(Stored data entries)
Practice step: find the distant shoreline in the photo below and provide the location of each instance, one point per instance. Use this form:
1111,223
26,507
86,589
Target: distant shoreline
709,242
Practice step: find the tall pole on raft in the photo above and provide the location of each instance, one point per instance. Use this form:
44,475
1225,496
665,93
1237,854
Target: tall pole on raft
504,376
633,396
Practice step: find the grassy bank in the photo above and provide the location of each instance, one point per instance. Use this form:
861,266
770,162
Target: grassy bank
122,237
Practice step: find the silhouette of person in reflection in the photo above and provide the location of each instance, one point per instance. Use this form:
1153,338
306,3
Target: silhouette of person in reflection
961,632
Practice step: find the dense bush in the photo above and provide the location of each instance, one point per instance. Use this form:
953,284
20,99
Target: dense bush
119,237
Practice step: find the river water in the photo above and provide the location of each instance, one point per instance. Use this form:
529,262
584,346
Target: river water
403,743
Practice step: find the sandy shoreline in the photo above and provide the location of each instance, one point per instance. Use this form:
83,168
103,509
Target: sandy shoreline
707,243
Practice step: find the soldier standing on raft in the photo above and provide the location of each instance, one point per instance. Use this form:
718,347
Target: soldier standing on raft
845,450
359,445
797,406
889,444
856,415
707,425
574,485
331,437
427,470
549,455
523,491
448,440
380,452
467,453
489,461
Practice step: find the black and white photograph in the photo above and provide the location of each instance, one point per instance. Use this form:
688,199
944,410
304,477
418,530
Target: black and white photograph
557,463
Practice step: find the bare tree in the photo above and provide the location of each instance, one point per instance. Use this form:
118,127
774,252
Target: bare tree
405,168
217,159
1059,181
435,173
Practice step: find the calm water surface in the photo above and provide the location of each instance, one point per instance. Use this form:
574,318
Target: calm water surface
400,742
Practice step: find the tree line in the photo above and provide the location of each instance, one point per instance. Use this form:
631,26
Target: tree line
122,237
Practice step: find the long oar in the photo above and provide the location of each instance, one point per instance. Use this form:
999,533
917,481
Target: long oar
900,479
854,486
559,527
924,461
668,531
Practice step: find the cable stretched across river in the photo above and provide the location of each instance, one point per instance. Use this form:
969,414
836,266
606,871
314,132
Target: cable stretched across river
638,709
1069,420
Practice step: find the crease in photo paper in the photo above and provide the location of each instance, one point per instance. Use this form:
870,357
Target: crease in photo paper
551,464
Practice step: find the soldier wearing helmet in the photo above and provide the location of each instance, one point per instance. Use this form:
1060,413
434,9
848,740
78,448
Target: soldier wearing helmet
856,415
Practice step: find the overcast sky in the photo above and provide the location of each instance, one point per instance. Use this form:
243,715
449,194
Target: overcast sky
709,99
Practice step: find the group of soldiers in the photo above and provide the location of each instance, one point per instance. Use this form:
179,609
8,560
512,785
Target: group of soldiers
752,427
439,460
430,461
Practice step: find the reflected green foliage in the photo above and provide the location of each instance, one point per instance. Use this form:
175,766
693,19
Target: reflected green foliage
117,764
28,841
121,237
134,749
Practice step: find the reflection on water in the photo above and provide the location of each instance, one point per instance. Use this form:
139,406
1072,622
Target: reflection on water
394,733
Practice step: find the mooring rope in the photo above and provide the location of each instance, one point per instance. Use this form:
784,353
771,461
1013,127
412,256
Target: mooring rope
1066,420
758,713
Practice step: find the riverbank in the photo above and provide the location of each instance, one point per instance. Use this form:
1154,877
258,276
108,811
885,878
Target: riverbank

** Exercise **
Search the entries for the word "riverbank", then copy every line in which it is found.

** Solution **
Practice step: find the riverbank in the photo above and provide the location of each instance, one point per instance. Use this form:
Target: riverbank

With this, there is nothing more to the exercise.